Instructions to follow. Copy out every entry, keeping each character the same.

Referring expression pointing data.
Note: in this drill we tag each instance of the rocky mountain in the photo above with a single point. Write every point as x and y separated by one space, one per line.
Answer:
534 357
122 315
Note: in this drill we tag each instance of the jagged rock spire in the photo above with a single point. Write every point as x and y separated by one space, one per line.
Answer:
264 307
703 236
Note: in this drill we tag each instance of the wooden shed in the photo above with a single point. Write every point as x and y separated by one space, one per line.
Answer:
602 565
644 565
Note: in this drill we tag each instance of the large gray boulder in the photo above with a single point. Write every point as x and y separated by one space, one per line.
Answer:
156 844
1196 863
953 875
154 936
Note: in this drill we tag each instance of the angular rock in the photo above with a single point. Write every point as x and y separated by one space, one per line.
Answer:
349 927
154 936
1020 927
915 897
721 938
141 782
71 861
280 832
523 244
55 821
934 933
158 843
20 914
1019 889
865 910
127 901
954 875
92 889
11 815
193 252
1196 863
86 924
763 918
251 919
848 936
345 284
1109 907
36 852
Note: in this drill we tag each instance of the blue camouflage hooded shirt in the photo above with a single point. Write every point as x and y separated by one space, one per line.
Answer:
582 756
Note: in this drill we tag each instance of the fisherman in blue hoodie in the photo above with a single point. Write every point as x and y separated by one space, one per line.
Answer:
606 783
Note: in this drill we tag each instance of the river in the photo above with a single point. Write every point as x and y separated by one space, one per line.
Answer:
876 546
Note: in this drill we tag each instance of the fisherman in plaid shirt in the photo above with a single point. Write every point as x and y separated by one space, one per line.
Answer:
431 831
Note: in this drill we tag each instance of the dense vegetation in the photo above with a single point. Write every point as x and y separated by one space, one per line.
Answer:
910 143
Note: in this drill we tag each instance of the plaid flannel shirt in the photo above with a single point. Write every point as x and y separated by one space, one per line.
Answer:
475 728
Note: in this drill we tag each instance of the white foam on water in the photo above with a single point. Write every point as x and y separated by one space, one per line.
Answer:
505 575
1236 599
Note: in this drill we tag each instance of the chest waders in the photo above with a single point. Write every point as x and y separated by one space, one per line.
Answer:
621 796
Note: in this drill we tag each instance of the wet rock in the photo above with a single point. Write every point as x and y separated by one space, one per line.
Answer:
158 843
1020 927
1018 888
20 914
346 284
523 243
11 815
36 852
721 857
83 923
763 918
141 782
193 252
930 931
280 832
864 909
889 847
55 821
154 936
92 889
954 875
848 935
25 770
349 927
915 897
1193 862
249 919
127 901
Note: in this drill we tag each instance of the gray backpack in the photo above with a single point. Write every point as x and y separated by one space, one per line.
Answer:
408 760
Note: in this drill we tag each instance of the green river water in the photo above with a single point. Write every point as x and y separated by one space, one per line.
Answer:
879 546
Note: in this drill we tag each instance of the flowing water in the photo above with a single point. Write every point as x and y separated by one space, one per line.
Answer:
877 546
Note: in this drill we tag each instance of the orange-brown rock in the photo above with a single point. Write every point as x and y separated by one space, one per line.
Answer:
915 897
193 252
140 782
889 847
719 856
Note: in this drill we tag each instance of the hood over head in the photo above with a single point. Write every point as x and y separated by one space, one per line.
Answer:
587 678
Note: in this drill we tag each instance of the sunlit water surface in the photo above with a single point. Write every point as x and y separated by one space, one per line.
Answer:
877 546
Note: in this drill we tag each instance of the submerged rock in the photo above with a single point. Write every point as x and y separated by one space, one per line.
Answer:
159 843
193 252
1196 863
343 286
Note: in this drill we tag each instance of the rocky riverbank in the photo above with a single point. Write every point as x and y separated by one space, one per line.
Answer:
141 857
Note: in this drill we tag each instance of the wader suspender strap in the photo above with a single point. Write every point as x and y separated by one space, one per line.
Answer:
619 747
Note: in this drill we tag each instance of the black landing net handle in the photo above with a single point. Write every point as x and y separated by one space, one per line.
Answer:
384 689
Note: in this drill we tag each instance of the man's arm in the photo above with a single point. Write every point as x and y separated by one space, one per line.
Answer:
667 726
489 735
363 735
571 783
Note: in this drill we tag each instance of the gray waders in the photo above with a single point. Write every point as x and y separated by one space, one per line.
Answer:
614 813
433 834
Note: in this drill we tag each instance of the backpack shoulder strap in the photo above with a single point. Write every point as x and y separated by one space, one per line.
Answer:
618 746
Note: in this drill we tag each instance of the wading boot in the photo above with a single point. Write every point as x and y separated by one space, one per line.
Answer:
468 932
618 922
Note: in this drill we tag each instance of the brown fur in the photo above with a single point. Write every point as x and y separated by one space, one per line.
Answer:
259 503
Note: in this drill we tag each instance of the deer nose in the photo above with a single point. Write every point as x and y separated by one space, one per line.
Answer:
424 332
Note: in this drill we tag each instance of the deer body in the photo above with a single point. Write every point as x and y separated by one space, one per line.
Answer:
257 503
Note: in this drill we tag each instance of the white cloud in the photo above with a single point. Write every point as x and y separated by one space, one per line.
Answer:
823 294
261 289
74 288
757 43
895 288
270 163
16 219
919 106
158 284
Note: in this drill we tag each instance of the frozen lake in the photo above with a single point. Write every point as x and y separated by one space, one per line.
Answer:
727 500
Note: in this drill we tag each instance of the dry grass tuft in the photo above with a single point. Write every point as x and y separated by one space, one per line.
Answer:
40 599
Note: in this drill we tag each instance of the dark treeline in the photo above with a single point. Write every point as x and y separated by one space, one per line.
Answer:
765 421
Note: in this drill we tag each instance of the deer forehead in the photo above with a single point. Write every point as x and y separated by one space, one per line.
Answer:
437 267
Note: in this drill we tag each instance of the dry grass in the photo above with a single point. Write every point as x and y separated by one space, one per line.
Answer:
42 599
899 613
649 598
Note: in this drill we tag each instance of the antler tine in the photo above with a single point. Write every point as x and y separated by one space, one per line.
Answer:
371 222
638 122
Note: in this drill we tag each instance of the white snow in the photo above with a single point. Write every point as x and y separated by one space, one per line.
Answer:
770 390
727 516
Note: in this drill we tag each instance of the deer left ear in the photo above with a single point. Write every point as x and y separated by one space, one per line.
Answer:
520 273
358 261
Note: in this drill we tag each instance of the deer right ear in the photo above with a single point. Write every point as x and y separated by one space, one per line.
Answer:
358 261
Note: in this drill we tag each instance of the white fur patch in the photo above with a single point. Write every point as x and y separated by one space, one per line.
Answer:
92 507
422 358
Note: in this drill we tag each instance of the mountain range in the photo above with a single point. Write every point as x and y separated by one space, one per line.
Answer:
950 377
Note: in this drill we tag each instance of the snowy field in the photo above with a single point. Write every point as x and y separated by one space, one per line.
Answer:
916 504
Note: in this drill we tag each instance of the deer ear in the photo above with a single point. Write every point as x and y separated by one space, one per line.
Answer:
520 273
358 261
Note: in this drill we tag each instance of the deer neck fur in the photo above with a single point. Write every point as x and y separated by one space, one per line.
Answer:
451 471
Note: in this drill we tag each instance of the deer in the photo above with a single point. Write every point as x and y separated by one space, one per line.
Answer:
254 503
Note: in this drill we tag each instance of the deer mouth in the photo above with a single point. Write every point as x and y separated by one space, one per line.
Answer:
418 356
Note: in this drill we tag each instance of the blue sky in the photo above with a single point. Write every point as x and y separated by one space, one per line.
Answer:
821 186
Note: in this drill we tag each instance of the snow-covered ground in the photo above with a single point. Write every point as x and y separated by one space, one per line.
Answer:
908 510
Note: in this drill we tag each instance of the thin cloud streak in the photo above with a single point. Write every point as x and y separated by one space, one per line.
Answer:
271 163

Your response.
Note: in this drill we tag each instance of the rocky mountain in the photo above with a single point. Write every point as x and y separated by one space, one per line.
Answer:
534 357
122 315
Note: in this drill we tag each instance of the jagged rock spire in the photo above with a single point. Write every point as x and y separated by one space, one per line.
Answer:
264 307
703 236
Note: in this drill we tag each instance of the wooden shed in the photo above with a single point. Write every point as x and y separated by one space, one per line.
Answer:
602 565
644 565
Note: in this drill we tag each instance of the large gray boulder in the photo above with a single point. Write every point as x and y separated by one space, one per line.
Answer:
156 844
1196 863
953 875
154 936
Note: in this drill we tag each instance of the angular rock in the photo above with a single point. Write every point as x and y separated by one space, one per line.
Answer:
349 927
154 936
1020 927
915 897
721 938
141 782
71 861
280 832
523 244
55 821
934 933
158 843
20 914
1019 889
865 910
127 901
954 875
92 889
11 815
193 252
1196 863
86 924
763 918
251 919
848 936
345 284
1109 907
36 852
Note: in this drill we tag each instance of the blue camouflage hooded shirt in the photo above with a single point. Write every point as x and y separated by one space, one per line.
Answer:
582 756
Note: in this drill we tag each instance of the fisherman in blue hoodie in the photo above with a single point. Write every point as x and y separated by one space, one per line.
Answer:
606 783
Note: in this drill we tag each instance of the river in the photo above with a single point. Write every point as x and y separated by one space, one per line.
Answer:
876 546
Note: in this drill we tag each instance of the fisherman in plaid shirt in the photo above with a single point. Write every point as x and y separated by one space, one per line.
Answer:
431 831
Note: in this drill we tag each instance of the dense vegetation in the photo above with a single point. Write every point as x and y separated by one space, one per line.
Answer:
910 143
Note: in this drill we tag each instance of the plaid flannel shirt in the photo above with a single point. Write every point as x and y separated by one space, one per line.
Answer:
475 728
Note: in this drill we tag each instance of the white foam on water in the photo above with a single point. Write every point as x and y separated by one space, one per line.
Answer:
505 575
1236 599
Note: in this drill we tag each instance of the chest waders in the photo above with a single point. Write every point as x and y separated by one space, one per line.
Answer:
621 796
Note: in this drill we tag each instance of the wet rock in the photo above with a single point. Write every point as x and y separated by one space, one per line.
Answer:
158 843
1020 927
1018 888
20 914
346 284
523 243
11 815
36 852
721 857
83 923
763 918
141 782
193 252
930 931
280 832
864 909
889 847
55 821
154 936
92 889
954 875
848 935
25 770
349 927
915 897
1193 862
249 919
127 901
Note: in this drill we tag each instance of the gray backpack in the photo above with a single point. Write every point as x and y separated by one space, one per line.
Answer:
408 760
Note: in this drill we tag each instance of the green river water in the photo above with a single point. Write every point as x and y separated by one space, one per line.
Answer:
879 546
Note: in this drill we tag each instance of the flowing water in the photo above with a single point. Write every point as x and y separated by one space, one per line.
Answer:
877 546
Note: in this drill we tag each instance of the orange-brown rock in the photo above with a single point. Write every point as x and y separated by one space, one per line.
Answer:
915 897
193 252
140 782
889 847
719 856
Note: in this drill we tag each instance of the hood over head in the photo above with a single point. Write every point as x and y separated by one space, one per line.
Answer:
587 678
Note: in this drill we tag each instance of the sunlit water surface in the photo above with a single point. Write every point as x and y separated by one space, one per line.
Answer:
877 546
Note: in this drill we tag each instance of the submerged rock in the photo above with a single point. Write every point as x and y separated by one space, one per line.
Answer:
159 843
193 252
1196 863
343 286
Note: in this drill we tag each instance of the rocky riverbank in the photo above with a single point. Write every point as x and y separated by one space, one per line.
Answer:
141 857
Note: in this drill we tag each instance of the wader suspender strap in the photo above with a single point. Write every point as x and y separated by one space, one per line.
Answer:
619 747
Note: in this drill we tag each instance of the black landing net handle in the photo above with a single point. Write every point as x and y separated by one space, one per line.
Answer:
384 689
Note: in this drill we tag each instance of the man's arm in the photo above with a single point. Write every point as x and y separated by one space, one per line.
Answer:
667 726
489 735
363 735
571 783
Note: in this drill we tag each instance of the gray waders in the photo above with a single point. Write every point as x and y separated by one space, one per line.
Answer:
614 813
433 834
Note: in this drill we tag each instance of the backpack shoulder strap in the photo above with a single point. Write every point as x and y separated by one space, one per line.
Answer:
618 746
Note: in this drill we tag each instance of the wading boot in the photo above with a single point. Write every point as x and y separated by one space, one per line.
Answer:
468 932
618 922
Note: in this drill we tag each instance of the brown fur in the photo above with a single point. Write every point as x and y separated by one space, one per line.
Answer:
259 503
Note: in this drill we tag each instance of the deer nose in the photo above with a single point. Write every point as x and y separated by one space, one per line.
Answer:
424 332
Note: in this drill we tag each instance of the deer body in the photo above with a single point. Write every point as x and y separated by one space, one per line.
Answer:
257 503
Note: in this drill we tag each instance of the white cloud in the photo above with a single point. Write every point as x and y separated by one space, one per line.
Answer:
823 294
261 289
74 288
757 43
895 288
270 163
16 219
919 106
158 284
Note: in this drill we tag each instance of the frozen lake in the photo above with a single point. Write every point as x and y separated by one space, one per line.
Answer:
727 500
Note: in this drill we tag each instance of the dry grass tuft in the photo above with a single point. Write every point as x and y separated by one space, one per line.
Answer:
40 599
Note: in this drill we tag each instance of the dark treeline in the photo above with a single point. Write every point as x and y separated by one space, one per line.
Answer:
765 421
Note: in this drill we tag each instance of the deer forehead in the photo above with a single point. Write every point as x and y separated by one space, one per line.
Answer:
437 267
Note: in this drill we tag each instance of the dry grass in the photo above with a single point. Write every point as x and y separated by one space, one per line.
Answer:
42 599
899 613
649 598
Note: in this drill we tag each instance of the antler tine in the photo above with a single point. Write every point as x and y separated by one space, one per line.
Answer:
371 222
638 122
Note: in this drill we tag each instance of the white snow in the photo above with a single point. Write every point as x and y separated by one space, one per line.
Answer:
770 390
727 516
Note: in this drill we tag each instance of the deer left ear in the photo above with a single point. Write every point as x and y separated by one space, one per line.
Answer:
520 273
358 261
Note: in this drill we tag each instance of the deer right ear in the photo above with a single point. Write every point as x and y separated by one space, one per line.
Answer:
358 261
Note: in this drill we tag each instance of the white fur patch in the photo above with a single point. Write every point as x and y separated by one space, one per line.
Answer:
92 507
422 358
Note: in this drill we tag each instance of the mountain range in the photo above with a single point. Write every point as x and y separated by one space, one per line.
Answer:
950 377
Note: in this drill we tag each instance of the snowy field in the photo above with a single point. Write every point as x and y separated by one space, one per line.
Answer:
916 504
Note: in this drill we tag each instance of the deer ear in the photo above with a single point. Write every point as x and y separated by one space, one per line.
Answer:
520 273
358 261
Note: in this drill we tag each instance of the deer neck fur in the photo above with a single point. Write every point as x and y separated by one space, one per line.
Answer:
451 471
Note: in this drill we tag each instance of the deer in the photo above with a single point. Write every point as x and y separated by one space, one per line.
Answer:
254 503
Note: in this drill we tag each instance of the deer mouth in the photo above with a single point. Write every point as x and y separated by one space, one per line.
Answer:
418 356
Note: in this drill we tag each instance of the blue sky in the photo above with a single point. Write every point as x and y separated by one space, one per line.
Answer:
821 186
Note: in this drill we tag each instance of the snow-covered ground in the photo above with a single point. Write every point as x and y separated by one space, one per line.
Answer:
908 510
Note: in this drill we tag each instance of the thin cloud streak in the photo above with a single point. Write every point as x and y separated by one space, one per line.
Answer:
271 163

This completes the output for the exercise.